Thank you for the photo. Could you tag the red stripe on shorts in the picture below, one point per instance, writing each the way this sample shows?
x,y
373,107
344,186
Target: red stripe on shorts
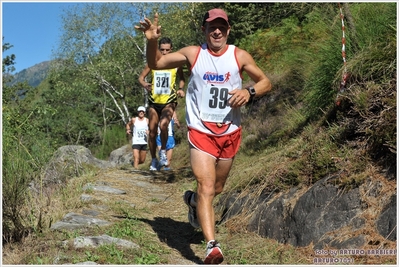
x,y
220,147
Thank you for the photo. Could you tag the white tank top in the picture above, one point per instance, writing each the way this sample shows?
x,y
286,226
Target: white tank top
x,y
212,77
170,128
139,132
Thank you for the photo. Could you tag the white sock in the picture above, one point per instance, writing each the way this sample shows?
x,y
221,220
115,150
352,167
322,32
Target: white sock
x,y
192,201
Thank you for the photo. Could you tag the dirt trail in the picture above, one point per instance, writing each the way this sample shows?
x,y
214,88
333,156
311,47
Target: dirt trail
x,y
161,194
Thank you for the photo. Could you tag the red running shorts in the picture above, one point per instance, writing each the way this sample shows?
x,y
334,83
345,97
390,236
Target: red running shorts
x,y
220,147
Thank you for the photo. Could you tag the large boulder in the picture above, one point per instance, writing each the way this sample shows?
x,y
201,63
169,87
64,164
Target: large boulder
x,y
68,161
326,214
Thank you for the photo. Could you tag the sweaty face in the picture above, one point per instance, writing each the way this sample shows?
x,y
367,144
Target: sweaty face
x,y
216,33
165,49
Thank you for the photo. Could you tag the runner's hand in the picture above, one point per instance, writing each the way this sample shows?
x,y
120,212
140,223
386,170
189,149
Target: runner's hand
x,y
151,30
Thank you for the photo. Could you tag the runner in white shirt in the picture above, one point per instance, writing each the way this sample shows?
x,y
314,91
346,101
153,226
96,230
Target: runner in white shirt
x,y
213,100
139,136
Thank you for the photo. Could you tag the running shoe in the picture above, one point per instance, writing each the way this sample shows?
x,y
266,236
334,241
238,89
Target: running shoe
x,y
154,165
214,254
163,161
192,211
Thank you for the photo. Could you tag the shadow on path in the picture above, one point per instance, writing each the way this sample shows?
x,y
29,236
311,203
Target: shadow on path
x,y
177,235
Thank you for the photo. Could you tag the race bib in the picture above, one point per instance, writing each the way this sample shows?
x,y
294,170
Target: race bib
x,y
215,105
162,82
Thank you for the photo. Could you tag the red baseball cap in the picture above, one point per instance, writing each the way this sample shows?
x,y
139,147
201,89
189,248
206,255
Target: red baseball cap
x,y
214,14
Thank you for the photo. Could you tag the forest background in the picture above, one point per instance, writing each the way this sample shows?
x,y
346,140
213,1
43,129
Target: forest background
x,y
330,111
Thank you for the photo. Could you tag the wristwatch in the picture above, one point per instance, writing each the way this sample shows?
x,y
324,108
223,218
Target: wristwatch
x,y
251,91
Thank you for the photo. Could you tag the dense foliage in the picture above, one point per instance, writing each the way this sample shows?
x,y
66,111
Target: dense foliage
x,y
92,88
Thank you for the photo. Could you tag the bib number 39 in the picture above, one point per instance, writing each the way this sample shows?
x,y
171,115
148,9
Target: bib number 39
x,y
215,104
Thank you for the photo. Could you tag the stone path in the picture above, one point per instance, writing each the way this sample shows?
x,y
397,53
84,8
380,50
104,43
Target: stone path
x,y
153,191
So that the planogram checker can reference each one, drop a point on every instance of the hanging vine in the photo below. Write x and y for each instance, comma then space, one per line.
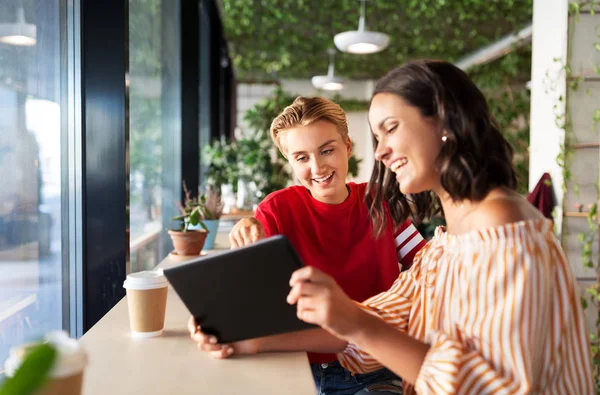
591, 299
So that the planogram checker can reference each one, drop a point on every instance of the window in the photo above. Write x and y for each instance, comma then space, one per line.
153, 33
33, 167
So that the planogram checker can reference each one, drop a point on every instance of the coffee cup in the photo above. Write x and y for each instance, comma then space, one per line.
147, 302
66, 374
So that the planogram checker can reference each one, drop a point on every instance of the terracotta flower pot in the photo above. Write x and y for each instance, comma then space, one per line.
188, 243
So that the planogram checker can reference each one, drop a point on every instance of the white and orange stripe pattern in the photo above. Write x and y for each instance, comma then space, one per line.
408, 242
500, 309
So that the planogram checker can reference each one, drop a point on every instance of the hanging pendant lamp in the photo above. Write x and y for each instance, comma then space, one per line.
19, 32
361, 41
329, 82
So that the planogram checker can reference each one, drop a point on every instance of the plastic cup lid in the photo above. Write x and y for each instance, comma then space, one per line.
71, 358
150, 279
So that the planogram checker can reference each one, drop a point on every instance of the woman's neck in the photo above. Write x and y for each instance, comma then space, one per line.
457, 213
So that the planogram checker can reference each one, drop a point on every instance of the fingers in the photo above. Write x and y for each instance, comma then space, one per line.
246, 231
225, 352
202, 338
309, 273
192, 326
304, 290
233, 239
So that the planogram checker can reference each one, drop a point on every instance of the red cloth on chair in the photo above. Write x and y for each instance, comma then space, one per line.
542, 196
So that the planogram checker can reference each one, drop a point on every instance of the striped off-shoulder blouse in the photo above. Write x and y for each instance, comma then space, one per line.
500, 310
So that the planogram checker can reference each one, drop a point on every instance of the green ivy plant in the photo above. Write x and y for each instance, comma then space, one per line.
278, 39
564, 159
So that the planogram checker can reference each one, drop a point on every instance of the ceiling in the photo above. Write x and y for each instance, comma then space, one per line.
287, 39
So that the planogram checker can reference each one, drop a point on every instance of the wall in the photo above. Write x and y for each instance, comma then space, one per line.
557, 37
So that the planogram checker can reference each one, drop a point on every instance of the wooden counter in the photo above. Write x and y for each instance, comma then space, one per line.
172, 364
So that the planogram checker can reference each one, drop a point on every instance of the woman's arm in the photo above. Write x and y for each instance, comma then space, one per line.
310, 340
504, 352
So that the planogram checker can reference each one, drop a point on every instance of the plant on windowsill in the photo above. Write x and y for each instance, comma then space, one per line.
188, 241
211, 210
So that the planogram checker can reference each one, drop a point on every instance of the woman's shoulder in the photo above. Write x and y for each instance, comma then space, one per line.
283, 195
503, 209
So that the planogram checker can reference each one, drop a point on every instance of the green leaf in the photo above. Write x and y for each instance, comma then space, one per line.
32, 373
195, 216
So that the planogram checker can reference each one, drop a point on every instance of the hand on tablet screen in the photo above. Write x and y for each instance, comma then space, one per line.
246, 231
320, 300
210, 343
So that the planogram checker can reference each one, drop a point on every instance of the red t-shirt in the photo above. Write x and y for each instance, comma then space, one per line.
338, 239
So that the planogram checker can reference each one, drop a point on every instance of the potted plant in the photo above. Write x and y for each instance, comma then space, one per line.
188, 241
211, 210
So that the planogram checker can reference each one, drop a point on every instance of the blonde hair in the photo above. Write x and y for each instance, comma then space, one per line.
305, 111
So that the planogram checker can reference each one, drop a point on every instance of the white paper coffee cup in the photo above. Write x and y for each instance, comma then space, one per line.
66, 374
147, 302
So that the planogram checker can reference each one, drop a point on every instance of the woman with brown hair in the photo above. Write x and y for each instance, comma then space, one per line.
327, 221
490, 304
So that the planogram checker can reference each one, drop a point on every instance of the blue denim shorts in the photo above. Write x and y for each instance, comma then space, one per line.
332, 379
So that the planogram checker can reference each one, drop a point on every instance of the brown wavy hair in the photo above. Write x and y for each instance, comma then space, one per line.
474, 159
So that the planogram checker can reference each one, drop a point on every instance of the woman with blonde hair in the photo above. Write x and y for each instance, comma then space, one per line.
327, 221
490, 304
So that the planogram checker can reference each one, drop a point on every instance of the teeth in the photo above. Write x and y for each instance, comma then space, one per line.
398, 164
327, 177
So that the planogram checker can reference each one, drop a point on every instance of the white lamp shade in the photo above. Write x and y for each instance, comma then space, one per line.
361, 41
328, 83
19, 33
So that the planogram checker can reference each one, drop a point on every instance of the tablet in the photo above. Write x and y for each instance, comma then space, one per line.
241, 293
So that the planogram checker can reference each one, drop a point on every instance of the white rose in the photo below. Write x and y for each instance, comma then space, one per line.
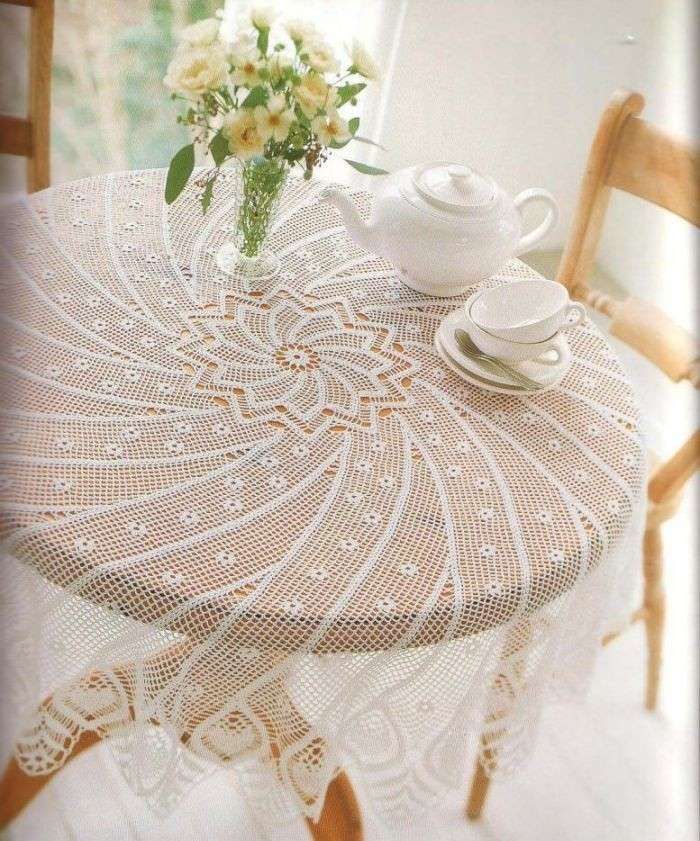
363, 62
274, 119
247, 73
201, 34
241, 132
195, 71
277, 64
312, 94
300, 31
262, 17
319, 56
243, 49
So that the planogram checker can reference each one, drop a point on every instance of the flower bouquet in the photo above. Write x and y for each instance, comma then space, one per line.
268, 100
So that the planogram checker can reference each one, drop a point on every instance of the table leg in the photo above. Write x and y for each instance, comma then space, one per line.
340, 819
516, 640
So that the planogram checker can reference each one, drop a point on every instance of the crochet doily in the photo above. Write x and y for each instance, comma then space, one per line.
266, 516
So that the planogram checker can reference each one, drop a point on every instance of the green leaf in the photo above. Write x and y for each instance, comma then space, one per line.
293, 155
347, 92
179, 171
361, 139
207, 195
258, 96
263, 40
365, 169
219, 148
353, 125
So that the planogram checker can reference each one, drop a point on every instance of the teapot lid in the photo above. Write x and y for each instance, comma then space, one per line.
454, 187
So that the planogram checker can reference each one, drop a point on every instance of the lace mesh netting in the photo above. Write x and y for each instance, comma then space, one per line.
267, 517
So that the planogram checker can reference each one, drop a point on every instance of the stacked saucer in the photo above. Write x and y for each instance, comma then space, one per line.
511, 338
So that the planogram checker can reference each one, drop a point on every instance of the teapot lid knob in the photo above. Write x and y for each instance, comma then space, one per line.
453, 186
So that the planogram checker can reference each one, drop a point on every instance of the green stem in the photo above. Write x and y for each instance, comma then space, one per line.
262, 183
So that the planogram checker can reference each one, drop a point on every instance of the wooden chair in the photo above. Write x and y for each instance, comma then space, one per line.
633, 155
29, 136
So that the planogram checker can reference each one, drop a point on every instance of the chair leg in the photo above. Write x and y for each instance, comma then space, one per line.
340, 819
478, 791
654, 606
18, 789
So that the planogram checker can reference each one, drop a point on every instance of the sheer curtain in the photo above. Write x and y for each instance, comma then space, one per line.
110, 109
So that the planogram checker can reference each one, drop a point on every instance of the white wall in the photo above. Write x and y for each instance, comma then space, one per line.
515, 89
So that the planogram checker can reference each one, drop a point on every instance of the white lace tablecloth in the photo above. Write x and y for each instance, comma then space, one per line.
267, 517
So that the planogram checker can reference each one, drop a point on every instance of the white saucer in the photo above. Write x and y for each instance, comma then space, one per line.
469, 369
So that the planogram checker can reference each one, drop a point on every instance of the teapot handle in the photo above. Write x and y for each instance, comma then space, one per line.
527, 241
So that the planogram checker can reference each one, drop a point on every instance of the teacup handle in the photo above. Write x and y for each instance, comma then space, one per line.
580, 311
528, 241
563, 354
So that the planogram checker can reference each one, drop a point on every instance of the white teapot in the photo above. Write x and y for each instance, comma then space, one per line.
444, 225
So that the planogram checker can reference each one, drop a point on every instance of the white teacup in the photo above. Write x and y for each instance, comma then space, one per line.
525, 311
552, 352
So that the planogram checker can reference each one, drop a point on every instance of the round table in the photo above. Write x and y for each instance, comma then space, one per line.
281, 482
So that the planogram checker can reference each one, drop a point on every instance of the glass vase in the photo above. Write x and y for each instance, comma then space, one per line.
262, 183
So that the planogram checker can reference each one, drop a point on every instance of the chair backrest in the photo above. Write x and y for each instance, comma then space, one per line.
29, 136
633, 155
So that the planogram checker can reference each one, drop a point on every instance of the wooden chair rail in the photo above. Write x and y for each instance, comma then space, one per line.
15, 136
30, 137
669, 478
653, 165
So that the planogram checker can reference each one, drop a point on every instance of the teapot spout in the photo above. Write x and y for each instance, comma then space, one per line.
364, 234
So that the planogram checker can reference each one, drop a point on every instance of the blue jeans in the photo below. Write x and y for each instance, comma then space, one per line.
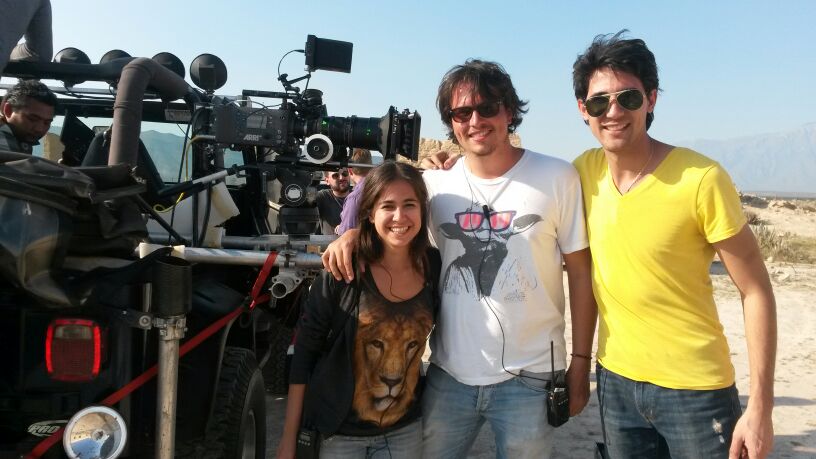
641, 420
403, 443
454, 412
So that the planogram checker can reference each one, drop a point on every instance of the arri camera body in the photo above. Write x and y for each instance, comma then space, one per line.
297, 137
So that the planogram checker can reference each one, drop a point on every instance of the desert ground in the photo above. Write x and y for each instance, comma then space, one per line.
794, 285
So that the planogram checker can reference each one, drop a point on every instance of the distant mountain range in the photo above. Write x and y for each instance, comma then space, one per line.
....................
[Goal of the exercise]: Return the lines beginning at the one that contains "of the arri" and continuing through the last line of the data, exactly as they stand and without any others.

[Written reply]:
So that the planogram checker can reference each one, drop a point on every instance of the arri camera body in the photo above. Write x and y for each instance, comma then space, one per line.
297, 137
So that the planogram checker can reference each one, drop a point on every instance of the desert ground in the photo above. Write x and y for each instance, comma then space, one per line.
794, 285
So that the planogram checker can reference each one, drop a point on every instance of the distant mountain range in the photo above. Write x and y for each instance, comma then space, one per line.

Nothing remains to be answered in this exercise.